Source excerpt
--- begin ---
# Thank you for your service



## Cyberchp (Nov 9, 2012)

It may be a repeat but this brought tears to my eyes.  

If you ever wore a military uniform, in peace or war, you are part of history and we honor you.  

Thank you for your service!


----------



## fox1371 (Nov 9, 2012)

It's still a good one.  Thanks for posting this again.


----------



## Red Flag 1 (Nov 11, 2012)

fox1371 said:


> It's still a good one. Thanks for posting this again.


 
Concur! Nice seeing that clip.

RF 1


----------



## Jettie (Nov 13, 2012)

Nice vid, thank you. Went to the Cenotaph yesterday and service for Remembrance Day. Wow, veterans getting old, but they are sure tough buggers. I'm freezing and shivering; not a twitch from a one of them.


----------



## Arrow 4 (Feb 11, 2013)

Nice! When I came home from Iraq, I was met by many family members and friends at the airport waving flags and holding signs. I noticed a Vietnam vet walking by us and mumbling about the reception he got when he came home. Already emotional, all I could think to do was give him and hug and tell him welcome home through my own tears.


----------



## pardus (Feb 12, 2013)

I often feel embarrassed about the adulation I/we receive, while Vietnam vets look on, or are the ones bestowing it to us, while knowing they were fucked so badly by the public when they returned. Especially after they experienced far more intense combat than most GWOT vets have.
The Korean war maybe listed as the forgotten war but the Vietnam war was far worse for the veterans, particularly once they got home.

Whenever I find out someone was a hippie in the 60's or 70's I have an unbridled HATE for them!


----------



## Marine0311 (Feb 12, 2013)

All veterans of all wars who answered the call should be honored. I alway shake hands when I spot out a veteran. It is we who did when others would not.


----------



## Soldado (Feb 18, 2013)

Nice one video, I'd like that kind of gratefulness in my country.  And not to forget that not everyone that wears a uniform is a hero.


----------



## Salt USMC (Feb 18, 2013)

Soldado said:


> Nice one video, I'd like that kind of gratefulness in my country. And not to forget that not everyone that wears a uniform is a hero.


This is very true.  For all its faults, America has treated its recent veterans very well.


----------



## pardus (Feb 19, 2013)

Soldado said:


> And not to forget that not everyone that wears a uniform is a hero.


 
No they are not.


----------
--- end ---
Task requirements
Copy the passage of the veterans thread above from "The Korean war" to "Marine0311 (Feb 12, 2013)".

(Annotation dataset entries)
--- begin ---
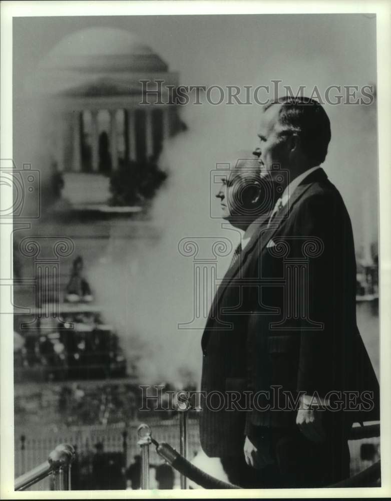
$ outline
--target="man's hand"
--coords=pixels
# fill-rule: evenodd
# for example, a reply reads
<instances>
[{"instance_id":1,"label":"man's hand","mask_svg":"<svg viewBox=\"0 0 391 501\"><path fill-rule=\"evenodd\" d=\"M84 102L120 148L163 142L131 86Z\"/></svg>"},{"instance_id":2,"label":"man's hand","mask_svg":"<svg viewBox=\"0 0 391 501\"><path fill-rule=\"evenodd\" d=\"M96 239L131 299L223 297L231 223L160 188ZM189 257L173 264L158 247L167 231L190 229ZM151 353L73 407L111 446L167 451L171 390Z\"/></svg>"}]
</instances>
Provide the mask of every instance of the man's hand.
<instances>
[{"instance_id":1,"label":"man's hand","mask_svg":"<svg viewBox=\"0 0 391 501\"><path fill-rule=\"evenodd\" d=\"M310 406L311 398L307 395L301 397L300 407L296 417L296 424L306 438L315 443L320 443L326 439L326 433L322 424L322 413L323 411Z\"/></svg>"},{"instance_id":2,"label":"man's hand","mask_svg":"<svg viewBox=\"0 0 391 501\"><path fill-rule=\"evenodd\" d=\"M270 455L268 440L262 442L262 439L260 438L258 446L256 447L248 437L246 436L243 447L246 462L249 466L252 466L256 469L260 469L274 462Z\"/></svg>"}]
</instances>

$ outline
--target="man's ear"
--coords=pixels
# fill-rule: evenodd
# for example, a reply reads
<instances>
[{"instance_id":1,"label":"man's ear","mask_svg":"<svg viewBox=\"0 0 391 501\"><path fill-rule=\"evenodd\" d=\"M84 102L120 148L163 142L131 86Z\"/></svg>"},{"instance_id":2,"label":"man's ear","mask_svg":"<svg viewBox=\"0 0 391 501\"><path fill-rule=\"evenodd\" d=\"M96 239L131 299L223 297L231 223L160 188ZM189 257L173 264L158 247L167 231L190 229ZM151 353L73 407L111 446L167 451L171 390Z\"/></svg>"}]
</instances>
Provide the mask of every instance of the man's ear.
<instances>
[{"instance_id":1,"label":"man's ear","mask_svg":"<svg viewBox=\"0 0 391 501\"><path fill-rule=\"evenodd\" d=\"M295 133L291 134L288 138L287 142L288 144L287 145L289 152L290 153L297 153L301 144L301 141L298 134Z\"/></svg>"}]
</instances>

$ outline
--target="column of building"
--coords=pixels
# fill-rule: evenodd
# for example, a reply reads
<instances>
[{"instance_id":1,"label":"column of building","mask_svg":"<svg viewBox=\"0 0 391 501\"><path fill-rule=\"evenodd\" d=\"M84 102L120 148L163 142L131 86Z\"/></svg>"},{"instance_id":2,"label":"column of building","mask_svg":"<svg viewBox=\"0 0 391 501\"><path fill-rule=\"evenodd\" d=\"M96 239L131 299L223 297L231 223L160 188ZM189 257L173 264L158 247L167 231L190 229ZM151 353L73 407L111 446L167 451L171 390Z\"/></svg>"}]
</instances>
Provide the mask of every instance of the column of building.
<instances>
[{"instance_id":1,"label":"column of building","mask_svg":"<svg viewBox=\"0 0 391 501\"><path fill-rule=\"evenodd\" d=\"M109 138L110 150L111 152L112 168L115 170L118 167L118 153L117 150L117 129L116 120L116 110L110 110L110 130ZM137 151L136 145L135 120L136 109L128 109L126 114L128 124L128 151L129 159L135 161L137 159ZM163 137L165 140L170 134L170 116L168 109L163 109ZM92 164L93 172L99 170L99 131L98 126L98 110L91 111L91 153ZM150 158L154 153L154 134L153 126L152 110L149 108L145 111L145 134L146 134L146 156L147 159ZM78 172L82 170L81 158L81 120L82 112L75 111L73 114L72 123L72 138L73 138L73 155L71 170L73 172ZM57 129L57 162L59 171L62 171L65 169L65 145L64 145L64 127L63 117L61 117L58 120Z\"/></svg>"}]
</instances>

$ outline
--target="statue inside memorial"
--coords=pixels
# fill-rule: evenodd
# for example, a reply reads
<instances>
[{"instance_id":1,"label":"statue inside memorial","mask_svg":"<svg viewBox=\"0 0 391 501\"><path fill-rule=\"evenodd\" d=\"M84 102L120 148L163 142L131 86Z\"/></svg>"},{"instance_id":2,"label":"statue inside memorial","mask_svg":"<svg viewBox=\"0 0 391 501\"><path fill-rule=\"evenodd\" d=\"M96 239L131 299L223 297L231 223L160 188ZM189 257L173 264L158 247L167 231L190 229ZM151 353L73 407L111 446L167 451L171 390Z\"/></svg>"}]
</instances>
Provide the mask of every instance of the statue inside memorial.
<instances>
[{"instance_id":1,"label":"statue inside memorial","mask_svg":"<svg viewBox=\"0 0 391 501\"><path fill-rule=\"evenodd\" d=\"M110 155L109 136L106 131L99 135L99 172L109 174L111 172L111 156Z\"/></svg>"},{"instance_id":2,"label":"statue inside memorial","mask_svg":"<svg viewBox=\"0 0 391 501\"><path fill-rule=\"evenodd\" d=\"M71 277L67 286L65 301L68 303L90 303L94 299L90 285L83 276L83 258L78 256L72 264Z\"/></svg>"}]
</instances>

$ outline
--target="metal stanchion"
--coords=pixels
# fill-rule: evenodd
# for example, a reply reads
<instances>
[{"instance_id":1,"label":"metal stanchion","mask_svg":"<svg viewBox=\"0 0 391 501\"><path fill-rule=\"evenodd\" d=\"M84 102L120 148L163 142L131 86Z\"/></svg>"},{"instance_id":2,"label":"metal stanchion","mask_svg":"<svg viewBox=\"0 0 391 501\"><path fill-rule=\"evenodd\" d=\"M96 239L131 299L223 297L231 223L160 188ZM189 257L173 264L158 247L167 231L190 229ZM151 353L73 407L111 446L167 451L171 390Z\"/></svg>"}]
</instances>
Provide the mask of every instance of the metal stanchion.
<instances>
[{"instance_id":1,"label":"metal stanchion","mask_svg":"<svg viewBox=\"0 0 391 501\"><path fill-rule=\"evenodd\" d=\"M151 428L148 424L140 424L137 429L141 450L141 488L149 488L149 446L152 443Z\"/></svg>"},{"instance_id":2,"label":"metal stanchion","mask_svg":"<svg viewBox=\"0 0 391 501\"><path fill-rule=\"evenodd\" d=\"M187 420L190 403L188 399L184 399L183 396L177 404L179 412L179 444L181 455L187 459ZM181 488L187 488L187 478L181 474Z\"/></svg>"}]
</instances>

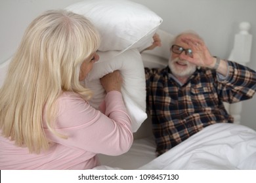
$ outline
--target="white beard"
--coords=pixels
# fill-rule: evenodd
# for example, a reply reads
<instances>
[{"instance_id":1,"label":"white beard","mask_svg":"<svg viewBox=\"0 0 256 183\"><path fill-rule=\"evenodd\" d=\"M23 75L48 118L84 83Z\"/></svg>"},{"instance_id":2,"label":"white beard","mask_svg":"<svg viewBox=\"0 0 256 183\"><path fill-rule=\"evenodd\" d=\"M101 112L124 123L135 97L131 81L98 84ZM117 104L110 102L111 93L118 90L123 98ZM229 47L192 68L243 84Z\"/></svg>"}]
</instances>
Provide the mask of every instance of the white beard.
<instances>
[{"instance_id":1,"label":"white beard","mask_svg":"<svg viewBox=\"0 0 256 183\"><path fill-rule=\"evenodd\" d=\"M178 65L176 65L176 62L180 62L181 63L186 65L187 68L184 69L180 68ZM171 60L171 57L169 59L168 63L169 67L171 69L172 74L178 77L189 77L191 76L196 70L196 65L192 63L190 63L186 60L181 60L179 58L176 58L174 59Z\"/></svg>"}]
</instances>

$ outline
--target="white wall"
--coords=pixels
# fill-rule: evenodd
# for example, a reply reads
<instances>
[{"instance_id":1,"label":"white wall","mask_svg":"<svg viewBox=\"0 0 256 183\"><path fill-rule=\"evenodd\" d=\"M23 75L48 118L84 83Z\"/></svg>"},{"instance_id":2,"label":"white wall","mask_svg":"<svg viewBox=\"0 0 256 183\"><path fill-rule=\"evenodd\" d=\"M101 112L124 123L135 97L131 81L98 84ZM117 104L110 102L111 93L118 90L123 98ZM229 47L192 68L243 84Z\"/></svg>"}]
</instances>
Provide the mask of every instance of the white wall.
--- end ---
Finished answer
The Korean war maybe listed as the forgotten war but the Vietnam war was far worse for the veterans, particularly once they got home.

Whenever I find out someone was a hippie in the 60's or 70's I have an unbridled HATE for them!


----------



## Marine0311 (Feb 12, 2013)